Kokain buruna çekilerek, enjeksiyon yolu ile sigara gibi bir pipo içine konularak inhale edilmek suretiyle kötüye kullanılabilir.

Buruna çekildiğinde nazal epitelden ve inhale edildiğinde akciğerlerden oldukça hızlı bir biçimde absorbe olur.

Kokain bu etkisini sinir hücrelerindeki elektriksel uyarımları engelleyerek bu etkisini gösterir. Kokain beyni etkiler, kan damarlarını sıkıştırır, bölgesel uyuşmaların getirdiği ağrılara sebep olur. Temelde, bu uyuşturucu, nöronların etrafta serbest dolaşan nörotransmitterleri almasını ve sinyallerin taşınmasını engeller.

Bunu nasıl yapar? Psikomotor stimülanların tümü noradrenalin, dopamin ve serotonin gibi momoamain nörotransmiterleri kullanan sinapsları etkilerler. Bu sinapslarda üç yönlü bir etkiye sahiptir. 1.Bu nörotransmitterlerin veziküllerden sinaptik aralığa salıverilmesine neden olurlar. 2. Sinaptik aralıkta bu nörotransmitterlerin miktarının artırılmasına neden olurlar. 3.Salıverilen  nörotansmitterlerin  gerialım yoluyla tekrar veziküllere dönürülmesini bloke ederek sinapsta kalmasürelerini ve etkinliklerini artırırlar. Sonuç olarak, her üç etki ile bu nörotransmitterlerin etkin olduğu sinapslarda sinaptik etkinliğini artırırlar.

Verilen bilgiler ->
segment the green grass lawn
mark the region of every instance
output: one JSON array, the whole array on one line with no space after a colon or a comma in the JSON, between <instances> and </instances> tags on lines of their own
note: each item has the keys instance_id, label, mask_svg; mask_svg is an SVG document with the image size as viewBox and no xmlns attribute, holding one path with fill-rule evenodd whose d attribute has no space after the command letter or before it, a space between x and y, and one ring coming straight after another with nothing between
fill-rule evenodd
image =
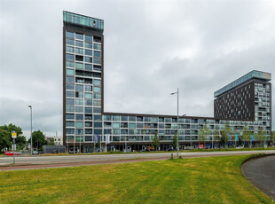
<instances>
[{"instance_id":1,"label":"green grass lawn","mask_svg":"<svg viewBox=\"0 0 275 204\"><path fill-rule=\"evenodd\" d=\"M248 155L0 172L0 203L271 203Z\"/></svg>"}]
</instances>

Yapılacaklar ->
- A) Kokainle ilgili metne göre buruna çekilen kokain vücuda nereden emilir?
- B) Kokainle ilgili metinde "Bunu nasıl yapar?" ifadesinden "sinaptik etkinliğini artırırlar." ifadesine kadar olan kısmı hiç değiştirmeden kopyala.
Kayıtlar bu işte hiç kullanılmıyor.

Yanıtlar ->
- A) Nazal epitelden, oldukça hızlı bir biçimde emilir.

- B)
Bunu nasıl yapar? Psikomotor stimülanların tümü noradrenalin, dopamin ve serotonin gibi momoamain nörotransmiterleri kullanan sinapsları etkilerler. Bu sinapslarda üç yönlü bir etkiye sahiptir. 1.Bu nörotransmitterlerin veziküllerden sinaptik aralığa salıverilmesine neden olurlar. 2. Sinaptik aralıkta bu nörotransmitterlerin miktarının artırılmasına neden olurlar. 3.Salıverilen  nörotansmitterlerin  gerialım yoluyla tekrar veziküllere dönürülmesini bloke ederek sinapsta kalmasürelerini ve etkinliklerini artırırlar. Sonuç olarak, her üç etki ile bu nörotransmitterlerin etkin olduğu sinapslarda sinaptik etkinliğini artırırlar.